━━ Text segment

Why is heapify linear?

Mon Nov 1 19:45:24 EST 2004

[Scott David Daniels]
> I am sorry, but in the Python 2.4 description of "heapify", I find the
> description of "Transform list x into a heap, in-place, in linear time,"
> unbelievable.  I understand the hand-wave that makes dictionary building
> linear (though I have a hard time with even that).  Could somebody tell
> me what twist of logic makes "heapify" linear, except in the sense that
> linear is coming to mean "very fast?"

There are no hands waving.  Dict-building is best-case and
expected-case linear time, but worst-case quadratic time.  For
heapification, all three are linear.  That's all rigorously provable
(and typically are so proved in a first course on algorithmic
complexity).  Google on

    heapify linear

to find proofs for heapification bounds.  But you perhaps won't
*believe* it until you can't deny it <wink>.  So try it:

"""
class CmpCounter:
    def __init__(self, i):
        self.i = i

    def __cmp__(self, other):
        global cmpcount
        cmpcount += 1
        return cmp(self.i, other.i)

from heapq import heapify
import random
n = 10000

xs = [CmpCounter(i) for i in range(n)]

def tryone(tag, xs):
    global cmpcount
    cmpcount = 0
    heapify(xs)
    print tag, "len", len(xs), "# comparisions", cmpcount

for i in range(10):
    random.shuffle(xs)
    tryone("random", xs)

xs.sort()
tryone("already sorted", xs)

xs.sort(reverse=True) # using 2.4b1 here
tryone("reverse sorted", xs)
"""

"Already sorted" is essentially the worst case for min-heap
heapification (each new element added is then the smallest seen so
far, and has to bubble all the way from the bottom of the heap-so-far
to the new root location).

Note that "the obvious" way to transform a list into a heap is not
worst-case linear time.  Linear-time heapification is due to Floyd. 
Someone should patent it <wink>.

━━━━
━━ Entries shown

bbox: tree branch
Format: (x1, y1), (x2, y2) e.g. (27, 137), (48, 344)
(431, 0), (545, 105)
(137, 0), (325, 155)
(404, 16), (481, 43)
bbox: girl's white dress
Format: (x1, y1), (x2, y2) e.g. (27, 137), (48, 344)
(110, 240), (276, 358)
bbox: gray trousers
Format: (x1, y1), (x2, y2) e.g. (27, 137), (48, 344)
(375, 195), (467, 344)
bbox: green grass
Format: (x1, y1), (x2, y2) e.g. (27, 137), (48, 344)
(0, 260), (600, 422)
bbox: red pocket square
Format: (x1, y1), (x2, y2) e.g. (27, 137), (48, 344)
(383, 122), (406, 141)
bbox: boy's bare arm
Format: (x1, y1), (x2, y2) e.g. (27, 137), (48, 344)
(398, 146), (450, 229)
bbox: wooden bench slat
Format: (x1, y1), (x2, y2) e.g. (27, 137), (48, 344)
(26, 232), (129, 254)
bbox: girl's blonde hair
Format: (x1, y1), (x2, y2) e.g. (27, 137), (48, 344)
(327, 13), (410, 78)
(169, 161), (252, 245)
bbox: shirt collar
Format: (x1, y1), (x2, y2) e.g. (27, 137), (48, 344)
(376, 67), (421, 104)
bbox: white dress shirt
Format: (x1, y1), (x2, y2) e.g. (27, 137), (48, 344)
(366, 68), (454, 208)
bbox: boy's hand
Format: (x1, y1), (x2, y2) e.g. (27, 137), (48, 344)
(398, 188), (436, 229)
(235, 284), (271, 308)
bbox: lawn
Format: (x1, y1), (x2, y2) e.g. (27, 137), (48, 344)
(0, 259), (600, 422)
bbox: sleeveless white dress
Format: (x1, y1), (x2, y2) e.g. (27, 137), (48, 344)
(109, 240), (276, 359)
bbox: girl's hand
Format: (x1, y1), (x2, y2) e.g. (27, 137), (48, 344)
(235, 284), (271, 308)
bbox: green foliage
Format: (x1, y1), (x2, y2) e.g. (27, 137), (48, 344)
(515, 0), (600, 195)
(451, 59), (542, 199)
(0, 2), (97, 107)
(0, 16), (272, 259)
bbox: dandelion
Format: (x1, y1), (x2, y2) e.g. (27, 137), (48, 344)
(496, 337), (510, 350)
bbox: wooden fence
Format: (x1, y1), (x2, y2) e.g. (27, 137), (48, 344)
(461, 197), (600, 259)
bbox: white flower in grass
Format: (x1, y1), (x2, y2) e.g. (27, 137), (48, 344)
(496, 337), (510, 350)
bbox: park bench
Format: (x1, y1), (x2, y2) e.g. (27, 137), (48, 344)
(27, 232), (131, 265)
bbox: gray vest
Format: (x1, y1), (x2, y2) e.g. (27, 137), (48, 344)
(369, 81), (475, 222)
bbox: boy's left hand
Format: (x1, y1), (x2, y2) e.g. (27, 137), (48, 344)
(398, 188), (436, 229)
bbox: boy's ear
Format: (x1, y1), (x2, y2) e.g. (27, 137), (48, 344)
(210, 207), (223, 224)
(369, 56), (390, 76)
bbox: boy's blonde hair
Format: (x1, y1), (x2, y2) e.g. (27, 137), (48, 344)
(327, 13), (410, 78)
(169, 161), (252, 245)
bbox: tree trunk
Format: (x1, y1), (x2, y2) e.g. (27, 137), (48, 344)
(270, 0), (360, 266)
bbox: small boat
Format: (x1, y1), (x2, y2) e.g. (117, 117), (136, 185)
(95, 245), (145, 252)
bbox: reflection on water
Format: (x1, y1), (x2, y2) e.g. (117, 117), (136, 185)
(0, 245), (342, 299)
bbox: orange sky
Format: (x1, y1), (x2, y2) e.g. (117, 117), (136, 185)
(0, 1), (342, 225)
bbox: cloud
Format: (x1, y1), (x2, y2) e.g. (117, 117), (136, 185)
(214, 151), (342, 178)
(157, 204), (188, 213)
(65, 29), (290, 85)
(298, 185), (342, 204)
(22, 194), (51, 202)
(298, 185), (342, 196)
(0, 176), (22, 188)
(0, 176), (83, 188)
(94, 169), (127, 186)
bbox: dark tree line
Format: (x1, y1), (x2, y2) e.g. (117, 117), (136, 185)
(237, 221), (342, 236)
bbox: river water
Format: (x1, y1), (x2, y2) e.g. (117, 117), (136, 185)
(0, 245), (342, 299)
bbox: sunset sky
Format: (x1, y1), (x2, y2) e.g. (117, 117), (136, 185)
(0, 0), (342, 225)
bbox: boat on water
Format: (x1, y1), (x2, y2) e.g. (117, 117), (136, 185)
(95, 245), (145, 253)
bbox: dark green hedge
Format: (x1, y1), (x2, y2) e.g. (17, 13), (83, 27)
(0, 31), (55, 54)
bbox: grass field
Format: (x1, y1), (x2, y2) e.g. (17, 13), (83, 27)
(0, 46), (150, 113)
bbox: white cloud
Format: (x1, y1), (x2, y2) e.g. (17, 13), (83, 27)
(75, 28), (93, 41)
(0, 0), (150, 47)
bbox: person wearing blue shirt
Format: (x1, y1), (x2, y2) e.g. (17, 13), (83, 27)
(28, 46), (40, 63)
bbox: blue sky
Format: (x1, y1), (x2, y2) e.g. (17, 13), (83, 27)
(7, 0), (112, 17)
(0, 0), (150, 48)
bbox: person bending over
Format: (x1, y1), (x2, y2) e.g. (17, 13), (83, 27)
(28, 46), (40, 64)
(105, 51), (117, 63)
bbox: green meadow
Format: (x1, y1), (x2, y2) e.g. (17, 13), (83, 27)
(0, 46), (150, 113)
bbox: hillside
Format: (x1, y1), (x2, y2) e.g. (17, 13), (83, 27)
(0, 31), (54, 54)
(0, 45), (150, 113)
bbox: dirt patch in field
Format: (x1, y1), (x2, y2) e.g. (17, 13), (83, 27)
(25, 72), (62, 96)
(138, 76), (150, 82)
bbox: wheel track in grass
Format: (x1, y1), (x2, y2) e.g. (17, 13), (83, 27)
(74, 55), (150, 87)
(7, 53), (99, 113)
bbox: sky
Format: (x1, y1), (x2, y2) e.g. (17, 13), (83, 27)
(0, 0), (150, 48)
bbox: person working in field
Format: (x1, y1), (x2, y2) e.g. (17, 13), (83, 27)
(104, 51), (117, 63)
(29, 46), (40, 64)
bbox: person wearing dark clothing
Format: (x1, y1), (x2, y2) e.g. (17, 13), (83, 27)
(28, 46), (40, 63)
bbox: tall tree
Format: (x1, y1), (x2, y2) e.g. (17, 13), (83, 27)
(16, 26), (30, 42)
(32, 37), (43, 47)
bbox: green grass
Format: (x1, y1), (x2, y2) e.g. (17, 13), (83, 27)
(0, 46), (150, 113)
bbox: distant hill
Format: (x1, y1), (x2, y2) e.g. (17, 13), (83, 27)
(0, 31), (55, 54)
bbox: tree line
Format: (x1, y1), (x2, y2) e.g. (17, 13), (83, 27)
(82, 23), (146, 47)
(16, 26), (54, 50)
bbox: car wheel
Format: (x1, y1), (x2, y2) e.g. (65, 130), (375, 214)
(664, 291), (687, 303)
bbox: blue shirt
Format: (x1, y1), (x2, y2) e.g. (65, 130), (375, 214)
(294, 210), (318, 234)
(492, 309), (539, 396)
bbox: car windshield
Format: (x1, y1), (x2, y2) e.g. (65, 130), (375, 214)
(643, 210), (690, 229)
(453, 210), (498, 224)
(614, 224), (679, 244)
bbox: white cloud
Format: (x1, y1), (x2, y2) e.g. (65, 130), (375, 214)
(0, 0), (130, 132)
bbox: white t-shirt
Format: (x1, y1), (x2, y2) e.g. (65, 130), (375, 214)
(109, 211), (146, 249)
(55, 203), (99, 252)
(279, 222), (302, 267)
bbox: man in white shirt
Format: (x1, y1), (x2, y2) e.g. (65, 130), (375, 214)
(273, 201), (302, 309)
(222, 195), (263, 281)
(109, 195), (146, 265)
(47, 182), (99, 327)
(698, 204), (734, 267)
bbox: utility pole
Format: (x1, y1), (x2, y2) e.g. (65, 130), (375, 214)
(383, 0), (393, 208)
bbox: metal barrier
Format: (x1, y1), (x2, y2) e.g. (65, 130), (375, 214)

━━━━

Reproduce word for word the part of the heapify thread starting at "xs.sort(reverse=True) # using" and ending at "due to Floyd.". The stored lines are separate material and have no connection to the heapify thread.

→ Correct output:
xs.sort(reverse=True) # using 2.4b1 here
tryone("reverse sorted", xs)
"""

"Already sorted" is essentially the worst case for min-heap
heapification (each new element added is then the smallest seen so
far, and has to bubble all the way from the bottom of the heap-so-far
to the new root location).

Note that "the obvious" way to transform a list into a heap is not
worst-case linear time.  Linear-time heapification is due to Floyd.